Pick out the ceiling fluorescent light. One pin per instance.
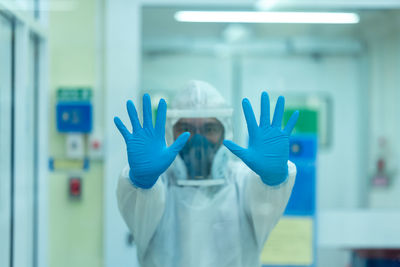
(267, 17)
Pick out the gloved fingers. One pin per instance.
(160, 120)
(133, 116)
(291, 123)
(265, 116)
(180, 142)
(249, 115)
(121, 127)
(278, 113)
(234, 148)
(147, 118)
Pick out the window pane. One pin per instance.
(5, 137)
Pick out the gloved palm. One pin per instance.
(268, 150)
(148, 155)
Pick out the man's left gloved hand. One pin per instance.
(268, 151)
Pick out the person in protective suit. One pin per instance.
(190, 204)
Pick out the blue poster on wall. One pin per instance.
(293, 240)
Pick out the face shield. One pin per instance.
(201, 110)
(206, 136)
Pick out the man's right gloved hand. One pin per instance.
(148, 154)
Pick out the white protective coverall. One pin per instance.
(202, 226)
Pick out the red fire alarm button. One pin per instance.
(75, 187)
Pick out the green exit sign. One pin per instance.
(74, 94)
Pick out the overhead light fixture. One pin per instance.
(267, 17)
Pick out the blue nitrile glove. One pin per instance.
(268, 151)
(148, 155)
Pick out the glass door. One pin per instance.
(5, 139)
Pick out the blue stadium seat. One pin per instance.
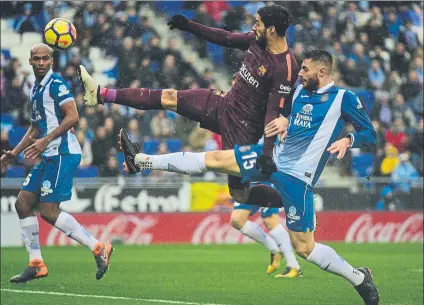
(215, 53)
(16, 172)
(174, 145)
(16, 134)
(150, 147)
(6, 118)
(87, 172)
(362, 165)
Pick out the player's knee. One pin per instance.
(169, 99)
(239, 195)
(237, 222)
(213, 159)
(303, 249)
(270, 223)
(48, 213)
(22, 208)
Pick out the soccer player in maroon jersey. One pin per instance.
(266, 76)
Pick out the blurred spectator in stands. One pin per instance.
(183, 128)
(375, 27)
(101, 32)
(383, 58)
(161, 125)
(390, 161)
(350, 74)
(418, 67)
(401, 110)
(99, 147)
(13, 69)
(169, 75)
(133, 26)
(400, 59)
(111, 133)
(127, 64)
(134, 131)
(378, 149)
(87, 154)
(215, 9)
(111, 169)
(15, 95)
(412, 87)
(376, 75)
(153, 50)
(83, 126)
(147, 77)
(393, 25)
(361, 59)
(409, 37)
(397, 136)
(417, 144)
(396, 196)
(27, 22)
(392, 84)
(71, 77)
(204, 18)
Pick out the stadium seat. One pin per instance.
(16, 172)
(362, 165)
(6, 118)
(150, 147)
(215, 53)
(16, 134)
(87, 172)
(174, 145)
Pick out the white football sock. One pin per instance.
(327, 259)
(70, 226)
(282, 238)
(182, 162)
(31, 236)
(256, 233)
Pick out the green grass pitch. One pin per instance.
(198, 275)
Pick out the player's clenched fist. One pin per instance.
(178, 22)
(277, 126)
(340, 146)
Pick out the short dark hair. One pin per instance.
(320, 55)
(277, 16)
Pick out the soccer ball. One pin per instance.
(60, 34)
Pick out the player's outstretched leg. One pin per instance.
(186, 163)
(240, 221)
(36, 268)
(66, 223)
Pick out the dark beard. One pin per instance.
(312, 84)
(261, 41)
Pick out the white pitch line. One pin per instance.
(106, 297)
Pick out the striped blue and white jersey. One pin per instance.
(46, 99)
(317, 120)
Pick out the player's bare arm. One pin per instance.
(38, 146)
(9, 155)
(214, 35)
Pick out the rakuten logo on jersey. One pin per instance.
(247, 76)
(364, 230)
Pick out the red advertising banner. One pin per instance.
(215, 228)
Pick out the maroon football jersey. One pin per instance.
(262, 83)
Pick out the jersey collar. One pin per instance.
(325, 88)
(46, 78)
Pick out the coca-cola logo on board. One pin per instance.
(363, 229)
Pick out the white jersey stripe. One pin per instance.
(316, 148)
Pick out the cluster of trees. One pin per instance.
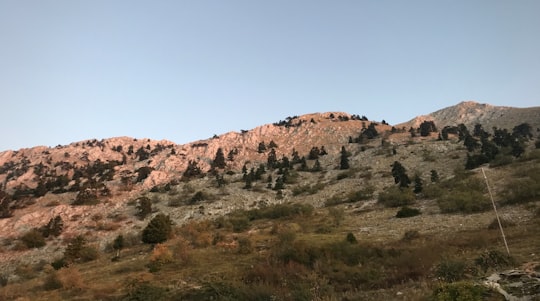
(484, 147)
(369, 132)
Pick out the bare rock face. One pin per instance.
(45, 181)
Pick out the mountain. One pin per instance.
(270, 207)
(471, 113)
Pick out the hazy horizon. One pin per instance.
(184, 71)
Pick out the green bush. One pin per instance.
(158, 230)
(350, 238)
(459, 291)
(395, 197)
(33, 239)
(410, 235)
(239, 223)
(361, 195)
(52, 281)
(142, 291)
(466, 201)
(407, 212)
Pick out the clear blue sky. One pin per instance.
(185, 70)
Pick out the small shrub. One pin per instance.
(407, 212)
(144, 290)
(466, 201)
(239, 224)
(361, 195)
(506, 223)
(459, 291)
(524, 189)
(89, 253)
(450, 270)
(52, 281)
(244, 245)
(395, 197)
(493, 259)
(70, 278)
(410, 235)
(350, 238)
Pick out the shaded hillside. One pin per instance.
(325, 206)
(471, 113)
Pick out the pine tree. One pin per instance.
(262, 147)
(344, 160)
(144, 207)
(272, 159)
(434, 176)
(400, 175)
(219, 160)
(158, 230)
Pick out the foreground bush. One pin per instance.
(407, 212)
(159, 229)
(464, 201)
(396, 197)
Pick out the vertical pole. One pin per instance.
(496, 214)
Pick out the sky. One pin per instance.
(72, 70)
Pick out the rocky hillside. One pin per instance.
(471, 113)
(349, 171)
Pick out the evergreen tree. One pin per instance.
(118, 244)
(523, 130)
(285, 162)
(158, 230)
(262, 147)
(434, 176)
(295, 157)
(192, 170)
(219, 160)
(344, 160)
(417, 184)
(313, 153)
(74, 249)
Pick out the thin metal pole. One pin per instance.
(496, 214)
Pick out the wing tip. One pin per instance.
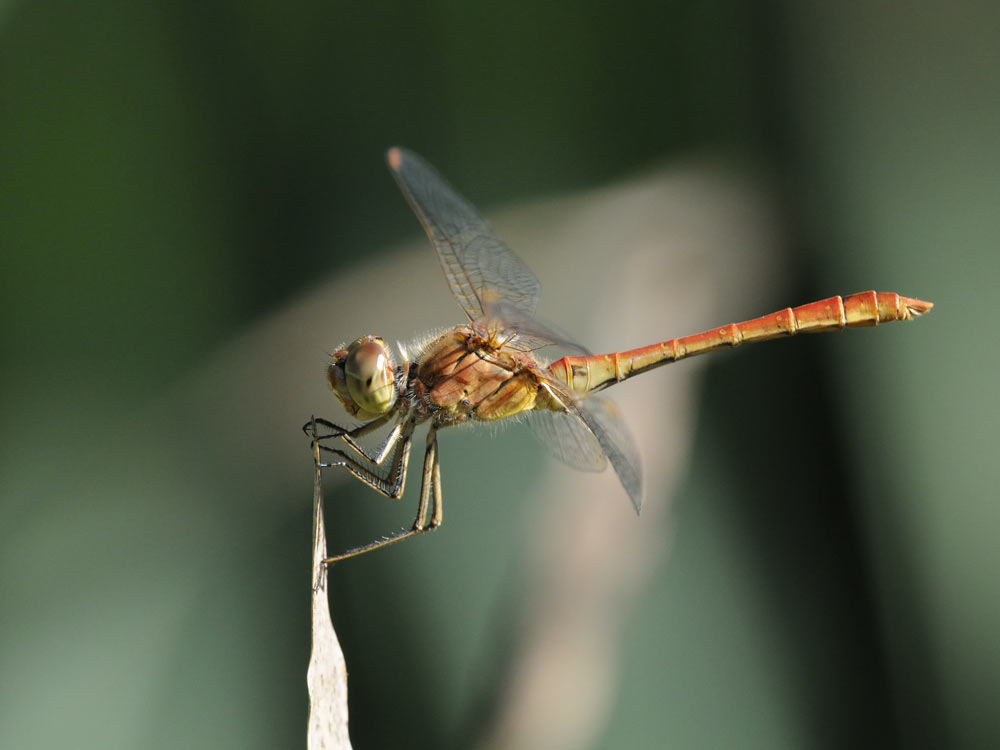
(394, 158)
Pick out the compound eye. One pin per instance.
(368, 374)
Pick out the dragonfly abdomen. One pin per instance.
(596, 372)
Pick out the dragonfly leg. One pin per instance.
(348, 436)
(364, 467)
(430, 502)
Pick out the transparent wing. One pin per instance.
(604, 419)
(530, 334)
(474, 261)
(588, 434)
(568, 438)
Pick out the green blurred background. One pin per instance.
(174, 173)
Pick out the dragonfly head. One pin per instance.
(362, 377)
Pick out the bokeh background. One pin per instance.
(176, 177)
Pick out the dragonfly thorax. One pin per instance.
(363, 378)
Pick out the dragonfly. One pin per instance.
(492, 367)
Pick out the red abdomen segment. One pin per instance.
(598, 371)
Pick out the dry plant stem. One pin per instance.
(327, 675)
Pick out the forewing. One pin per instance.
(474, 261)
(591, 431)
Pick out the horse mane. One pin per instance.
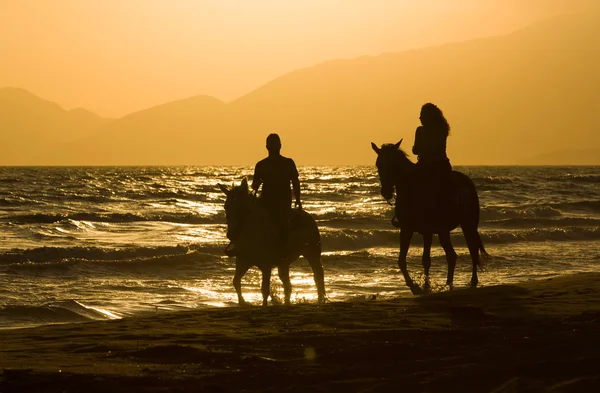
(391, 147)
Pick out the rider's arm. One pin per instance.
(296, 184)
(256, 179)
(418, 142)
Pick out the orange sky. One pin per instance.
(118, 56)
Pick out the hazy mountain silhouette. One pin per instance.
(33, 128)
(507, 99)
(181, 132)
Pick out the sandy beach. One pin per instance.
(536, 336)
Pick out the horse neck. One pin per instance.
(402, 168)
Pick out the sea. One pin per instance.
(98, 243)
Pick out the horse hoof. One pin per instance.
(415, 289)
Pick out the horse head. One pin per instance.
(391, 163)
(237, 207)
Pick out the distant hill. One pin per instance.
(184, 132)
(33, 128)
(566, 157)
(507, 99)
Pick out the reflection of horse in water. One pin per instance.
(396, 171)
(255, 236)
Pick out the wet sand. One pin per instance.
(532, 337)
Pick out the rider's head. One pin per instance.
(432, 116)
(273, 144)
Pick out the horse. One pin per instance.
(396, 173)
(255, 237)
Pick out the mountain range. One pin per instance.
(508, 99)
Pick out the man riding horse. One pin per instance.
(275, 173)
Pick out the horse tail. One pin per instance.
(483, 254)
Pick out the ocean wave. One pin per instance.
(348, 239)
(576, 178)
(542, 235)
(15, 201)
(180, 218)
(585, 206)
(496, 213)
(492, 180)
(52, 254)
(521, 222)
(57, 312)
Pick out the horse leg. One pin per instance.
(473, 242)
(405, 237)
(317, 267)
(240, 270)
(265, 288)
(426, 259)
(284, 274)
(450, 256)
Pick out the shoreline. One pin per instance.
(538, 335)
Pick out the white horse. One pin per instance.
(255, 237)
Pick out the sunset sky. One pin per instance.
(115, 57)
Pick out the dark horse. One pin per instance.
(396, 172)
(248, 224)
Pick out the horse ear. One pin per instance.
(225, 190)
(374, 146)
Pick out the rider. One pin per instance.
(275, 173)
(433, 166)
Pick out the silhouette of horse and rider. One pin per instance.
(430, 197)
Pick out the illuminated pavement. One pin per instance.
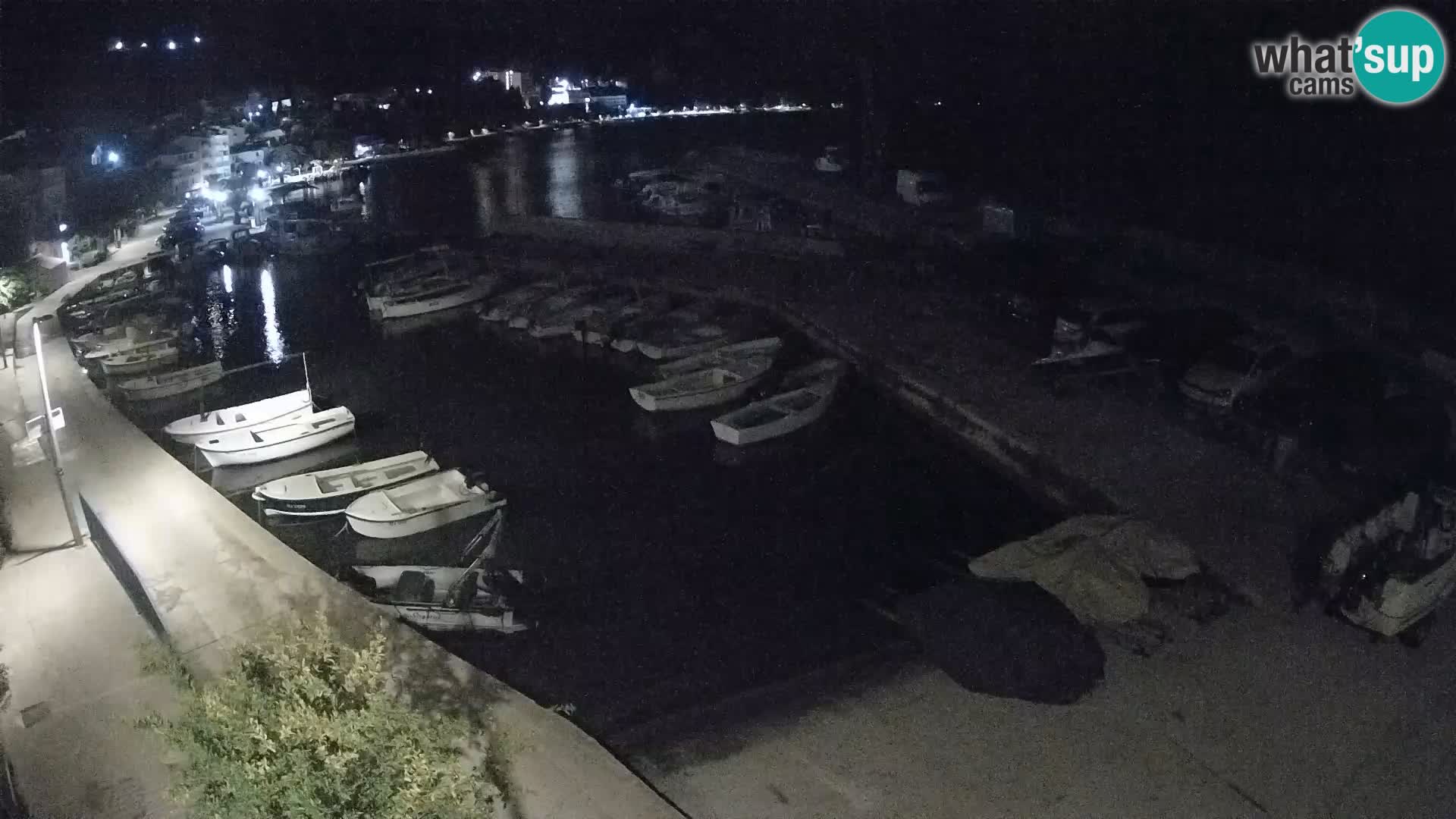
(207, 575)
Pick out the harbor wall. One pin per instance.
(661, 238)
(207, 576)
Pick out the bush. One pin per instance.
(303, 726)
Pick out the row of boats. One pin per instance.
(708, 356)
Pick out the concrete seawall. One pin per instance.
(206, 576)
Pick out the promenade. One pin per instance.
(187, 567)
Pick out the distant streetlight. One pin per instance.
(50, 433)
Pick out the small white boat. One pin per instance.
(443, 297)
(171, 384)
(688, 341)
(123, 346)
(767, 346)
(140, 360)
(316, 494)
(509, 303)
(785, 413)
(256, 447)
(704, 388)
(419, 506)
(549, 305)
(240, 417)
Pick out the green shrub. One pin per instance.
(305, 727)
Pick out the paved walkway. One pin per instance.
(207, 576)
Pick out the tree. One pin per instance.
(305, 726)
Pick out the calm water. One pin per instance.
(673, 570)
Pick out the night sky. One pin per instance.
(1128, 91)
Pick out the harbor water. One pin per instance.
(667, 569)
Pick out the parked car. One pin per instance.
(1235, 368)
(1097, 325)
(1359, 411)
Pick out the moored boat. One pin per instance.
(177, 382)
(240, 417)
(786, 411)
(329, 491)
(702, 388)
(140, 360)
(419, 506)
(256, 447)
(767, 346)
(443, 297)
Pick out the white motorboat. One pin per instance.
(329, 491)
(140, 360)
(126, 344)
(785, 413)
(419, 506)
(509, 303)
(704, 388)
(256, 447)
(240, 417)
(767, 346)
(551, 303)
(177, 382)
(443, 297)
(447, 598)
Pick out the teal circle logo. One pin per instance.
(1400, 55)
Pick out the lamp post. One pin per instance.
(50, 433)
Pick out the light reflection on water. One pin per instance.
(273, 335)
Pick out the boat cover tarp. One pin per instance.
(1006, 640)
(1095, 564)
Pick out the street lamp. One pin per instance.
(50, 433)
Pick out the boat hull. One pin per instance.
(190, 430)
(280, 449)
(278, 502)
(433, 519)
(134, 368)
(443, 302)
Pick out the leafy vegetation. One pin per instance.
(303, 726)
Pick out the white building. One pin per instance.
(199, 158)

------------------------------------

Problem: Emit verbatim the lines running from the one with "Pick out the green shrub." through the last line of the data, both endpoints inclusive.

Problem solution:
Pick out the green shrub. One pin per instance.
(305, 727)
Pick out the paved walkway. One pin per instance.
(207, 576)
Pick out the tree. One pin per instance.
(305, 726)
Pick out the calm water. One pin per instance.
(673, 570)
Pick out the night sky. One pin per instance.
(1128, 91)
Pick out the harbor water. One pin per instance.
(667, 569)
Pick out the parked car. One pin per instance.
(1235, 368)
(1097, 325)
(1359, 411)
Pick out the moored boat. One pin per instance.
(177, 382)
(240, 417)
(786, 411)
(329, 491)
(702, 388)
(140, 360)
(419, 506)
(256, 447)
(767, 346)
(443, 297)
Pick out the white motorboat. One pin per instance.
(329, 491)
(140, 360)
(126, 344)
(785, 413)
(419, 506)
(509, 303)
(704, 388)
(256, 447)
(240, 417)
(767, 346)
(551, 303)
(177, 382)
(443, 297)
(447, 598)
Pick out the teal circle logo. One pin per instance.
(1400, 55)
Pick out the lamp post. One pin per instance.
(50, 433)
Pick out the light reflection on water. One pin per instance.
(273, 335)
Pick out the boat cover tarp. One pin per instance.
(1006, 640)
(1095, 564)
Pick out the street lamp. One pin per instance.
(50, 433)
Pick out the boat hull. One pin per instance.
(190, 430)
(280, 449)
(278, 502)
(433, 519)
(134, 368)
(443, 302)
Pick out the leafy vegetation. One pin per instance.
(303, 726)
Pick out the white building. One pin per instance.
(199, 158)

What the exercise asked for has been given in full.